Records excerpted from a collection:
+--

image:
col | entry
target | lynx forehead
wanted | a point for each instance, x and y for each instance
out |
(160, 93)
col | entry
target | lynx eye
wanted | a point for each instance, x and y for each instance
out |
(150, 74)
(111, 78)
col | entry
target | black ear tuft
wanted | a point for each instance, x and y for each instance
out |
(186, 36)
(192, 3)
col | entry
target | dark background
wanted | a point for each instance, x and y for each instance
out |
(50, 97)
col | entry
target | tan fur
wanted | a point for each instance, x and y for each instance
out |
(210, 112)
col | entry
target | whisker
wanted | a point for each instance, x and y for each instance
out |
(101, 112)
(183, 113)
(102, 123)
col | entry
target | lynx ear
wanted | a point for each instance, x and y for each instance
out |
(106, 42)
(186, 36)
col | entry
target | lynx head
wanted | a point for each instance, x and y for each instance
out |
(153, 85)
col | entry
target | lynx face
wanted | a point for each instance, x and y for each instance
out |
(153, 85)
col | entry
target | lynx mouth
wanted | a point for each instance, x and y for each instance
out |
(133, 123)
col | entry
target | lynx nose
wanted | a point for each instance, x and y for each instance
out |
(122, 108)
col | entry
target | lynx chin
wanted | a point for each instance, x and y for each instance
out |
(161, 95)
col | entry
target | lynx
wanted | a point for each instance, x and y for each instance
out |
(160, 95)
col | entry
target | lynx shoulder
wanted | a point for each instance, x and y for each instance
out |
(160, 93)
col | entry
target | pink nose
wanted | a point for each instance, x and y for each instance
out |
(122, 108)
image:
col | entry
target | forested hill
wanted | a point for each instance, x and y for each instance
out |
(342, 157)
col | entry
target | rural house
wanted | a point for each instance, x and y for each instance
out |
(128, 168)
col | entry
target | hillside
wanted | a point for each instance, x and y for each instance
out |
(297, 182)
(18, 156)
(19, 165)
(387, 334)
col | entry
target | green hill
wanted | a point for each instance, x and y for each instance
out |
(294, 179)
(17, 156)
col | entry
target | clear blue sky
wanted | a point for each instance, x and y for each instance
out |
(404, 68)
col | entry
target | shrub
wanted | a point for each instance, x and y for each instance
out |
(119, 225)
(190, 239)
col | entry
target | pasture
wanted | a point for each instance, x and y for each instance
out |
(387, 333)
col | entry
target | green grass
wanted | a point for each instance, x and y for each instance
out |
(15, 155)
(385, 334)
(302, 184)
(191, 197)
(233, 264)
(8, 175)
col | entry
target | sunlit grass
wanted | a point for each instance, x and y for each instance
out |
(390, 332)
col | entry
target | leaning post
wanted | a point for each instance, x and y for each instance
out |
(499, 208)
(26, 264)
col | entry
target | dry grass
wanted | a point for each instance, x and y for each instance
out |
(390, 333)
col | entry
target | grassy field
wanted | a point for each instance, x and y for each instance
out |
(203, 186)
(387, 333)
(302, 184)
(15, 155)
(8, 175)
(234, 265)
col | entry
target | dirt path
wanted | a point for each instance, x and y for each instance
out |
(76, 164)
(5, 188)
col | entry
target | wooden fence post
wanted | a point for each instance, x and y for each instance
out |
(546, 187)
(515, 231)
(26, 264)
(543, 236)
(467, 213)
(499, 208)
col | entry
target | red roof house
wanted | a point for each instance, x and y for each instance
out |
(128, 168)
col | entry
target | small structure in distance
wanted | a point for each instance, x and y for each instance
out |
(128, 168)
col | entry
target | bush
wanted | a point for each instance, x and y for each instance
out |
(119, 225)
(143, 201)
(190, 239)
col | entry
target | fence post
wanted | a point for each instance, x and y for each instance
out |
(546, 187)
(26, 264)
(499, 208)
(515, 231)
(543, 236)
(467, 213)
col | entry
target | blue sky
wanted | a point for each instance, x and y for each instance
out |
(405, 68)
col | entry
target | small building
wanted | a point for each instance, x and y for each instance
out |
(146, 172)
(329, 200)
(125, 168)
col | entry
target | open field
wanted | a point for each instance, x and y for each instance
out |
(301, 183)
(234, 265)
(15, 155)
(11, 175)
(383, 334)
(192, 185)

+--

Work through the data above line by line and give the number of lines in which "field" occurs. Add nothing else.

PROBLEM SOLUTION
2